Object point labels
## start

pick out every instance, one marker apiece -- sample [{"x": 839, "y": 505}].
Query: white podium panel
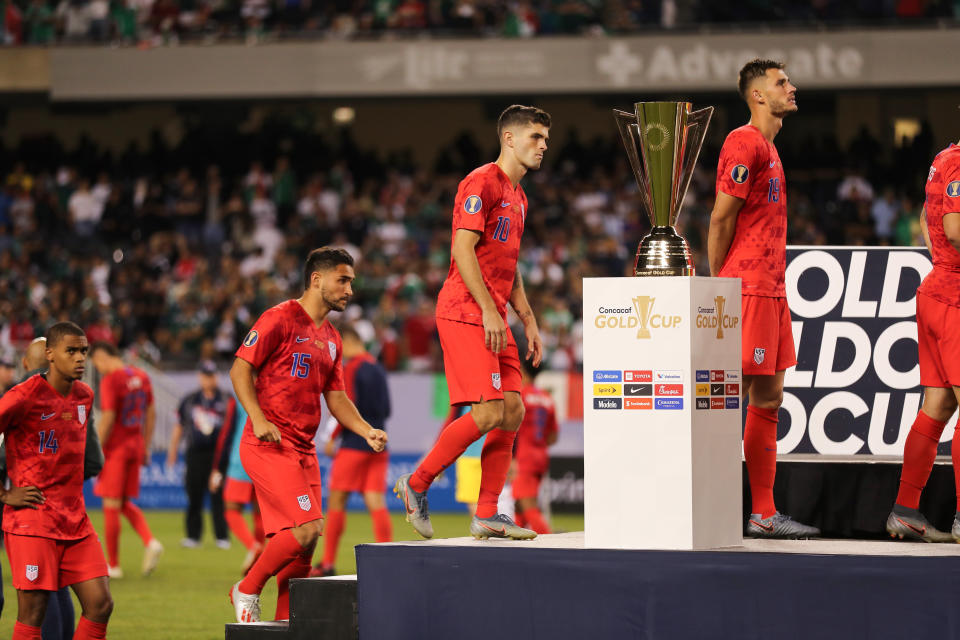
[{"x": 662, "y": 422}]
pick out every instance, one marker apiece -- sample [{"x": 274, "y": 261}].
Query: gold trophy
[{"x": 663, "y": 141}]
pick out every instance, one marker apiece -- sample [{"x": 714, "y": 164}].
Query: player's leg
[{"x": 96, "y": 606}]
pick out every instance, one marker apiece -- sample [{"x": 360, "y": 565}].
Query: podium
[{"x": 662, "y": 413}]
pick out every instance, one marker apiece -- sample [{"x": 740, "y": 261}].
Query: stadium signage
[{"x": 856, "y": 386}]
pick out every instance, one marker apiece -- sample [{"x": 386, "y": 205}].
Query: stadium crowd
[
  {"x": 171, "y": 253},
  {"x": 155, "y": 22}
]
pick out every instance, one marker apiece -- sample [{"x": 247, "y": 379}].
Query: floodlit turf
[{"x": 186, "y": 598}]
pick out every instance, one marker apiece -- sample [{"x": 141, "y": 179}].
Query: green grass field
[{"x": 186, "y": 598}]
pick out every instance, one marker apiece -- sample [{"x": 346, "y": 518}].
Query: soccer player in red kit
[
  {"x": 48, "y": 536},
  {"x": 290, "y": 358},
  {"x": 748, "y": 240},
  {"x": 537, "y": 432},
  {"x": 126, "y": 429},
  {"x": 938, "y": 338},
  {"x": 480, "y": 356}
]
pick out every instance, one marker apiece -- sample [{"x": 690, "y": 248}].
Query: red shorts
[
  {"x": 767, "y": 345},
  {"x": 238, "y": 491},
  {"x": 355, "y": 470},
  {"x": 526, "y": 484},
  {"x": 287, "y": 484},
  {"x": 120, "y": 477},
  {"x": 938, "y": 342},
  {"x": 474, "y": 372},
  {"x": 49, "y": 564}
]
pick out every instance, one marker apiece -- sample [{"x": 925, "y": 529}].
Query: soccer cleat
[
  {"x": 415, "y": 505},
  {"x": 499, "y": 526},
  {"x": 151, "y": 556},
  {"x": 911, "y": 525},
  {"x": 245, "y": 606},
  {"x": 779, "y": 525}
]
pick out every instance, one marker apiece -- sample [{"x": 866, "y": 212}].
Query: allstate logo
[
  {"x": 472, "y": 204},
  {"x": 740, "y": 173}
]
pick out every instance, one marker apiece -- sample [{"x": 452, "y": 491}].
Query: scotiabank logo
[{"x": 668, "y": 390}]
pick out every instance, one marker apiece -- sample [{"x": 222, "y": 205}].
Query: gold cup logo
[
  {"x": 720, "y": 301},
  {"x": 644, "y": 307}
]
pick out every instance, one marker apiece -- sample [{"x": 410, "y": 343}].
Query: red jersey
[
  {"x": 296, "y": 362},
  {"x": 126, "y": 391},
  {"x": 539, "y": 422},
  {"x": 750, "y": 169},
  {"x": 487, "y": 203},
  {"x": 46, "y": 436},
  {"x": 943, "y": 197}
]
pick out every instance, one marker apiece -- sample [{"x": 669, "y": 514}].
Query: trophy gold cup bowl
[{"x": 663, "y": 141}]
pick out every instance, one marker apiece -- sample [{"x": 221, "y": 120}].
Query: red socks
[
  {"x": 135, "y": 516},
  {"x": 88, "y": 630},
  {"x": 26, "y": 632},
  {"x": 534, "y": 520},
  {"x": 298, "y": 568},
  {"x": 453, "y": 441},
  {"x": 279, "y": 552},
  {"x": 919, "y": 452},
  {"x": 332, "y": 530},
  {"x": 382, "y": 527},
  {"x": 760, "y": 453},
  {"x": 494, "y": 464},
  {"x": 238, "y": 527}
]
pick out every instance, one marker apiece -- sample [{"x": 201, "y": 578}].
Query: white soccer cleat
[
  {"x": 151, "y": 556},
  {"x": 245, "y": 606}
]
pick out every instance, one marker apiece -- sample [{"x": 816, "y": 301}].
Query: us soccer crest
[{"x": 304, "y": 501}]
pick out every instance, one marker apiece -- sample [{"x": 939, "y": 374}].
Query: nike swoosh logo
[{"x": 767, "y": 527}]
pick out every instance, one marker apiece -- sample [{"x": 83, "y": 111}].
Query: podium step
[
  {"x": 324, "y": 608},
  {"x": 258, "y": 631}
]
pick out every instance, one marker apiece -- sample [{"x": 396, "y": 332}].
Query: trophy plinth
[
  {"x": 663, "y": 140},
  {"x": 663, "y": 252}
]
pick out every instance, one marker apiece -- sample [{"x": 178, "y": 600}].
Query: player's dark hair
[
  {"x": 57, "y": 332},
  {"x": 102, "y": 345},
  {"x": 519, "y": 114},
  {"x": 756, "y": 68},
  {"x": 324, "y": 259}
]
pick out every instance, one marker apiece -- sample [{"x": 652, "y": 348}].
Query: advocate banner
[{"x": 856, "y": 387}]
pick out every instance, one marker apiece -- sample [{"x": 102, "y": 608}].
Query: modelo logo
[
  {"x": 640, "y": 317},
  {"x": 715, "y": 318}
]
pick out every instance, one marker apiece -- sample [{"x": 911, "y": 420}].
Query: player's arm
[
  {"x": 343, "y": 409},
  {"x": 465, "y": 257},
  {"x": 520, "y": 304},
  {"x": 243, "y": 375},
  {"x": 723, "y": 224}
]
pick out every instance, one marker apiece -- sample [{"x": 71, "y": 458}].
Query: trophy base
[{"x": 663, "y": 253}]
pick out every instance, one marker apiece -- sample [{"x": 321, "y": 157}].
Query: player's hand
[
  {"x": 494, "y": 331},
  {"x": 216, "y": 481},
  {"x": 377, "y": 439},
  {"x": 534, "y": 343},
  {"x": 23, "y": 497},
  {"x": 266, "y": 431}
]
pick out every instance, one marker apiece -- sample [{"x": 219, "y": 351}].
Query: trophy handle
[
  {"x": 630, "y": 132},
  {"x": 697, "y": 123}
]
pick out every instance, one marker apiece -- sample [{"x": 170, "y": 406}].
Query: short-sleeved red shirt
[
  {"x": 487, "y": 203},
  {"x": 296, "y": 362},
  {"x": 943, "y": 197},
  {"x": 46, "y": 435},
  {"x": 128, "y": 392},
  {"x": 750, "y": 169},
  {"x": 539, "y": 422}
]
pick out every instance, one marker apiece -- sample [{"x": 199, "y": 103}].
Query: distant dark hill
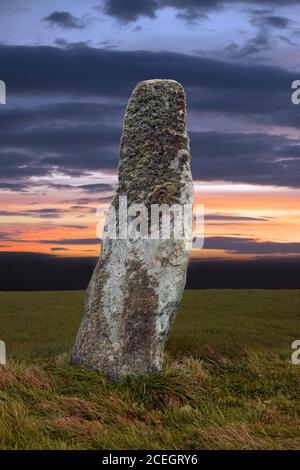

## end

Task to carry out: Return every line of the records that contains the string "podium", treating uppercase and lowercase as different.

Result:
Query: white podium panel
Query: podium
Query: podium step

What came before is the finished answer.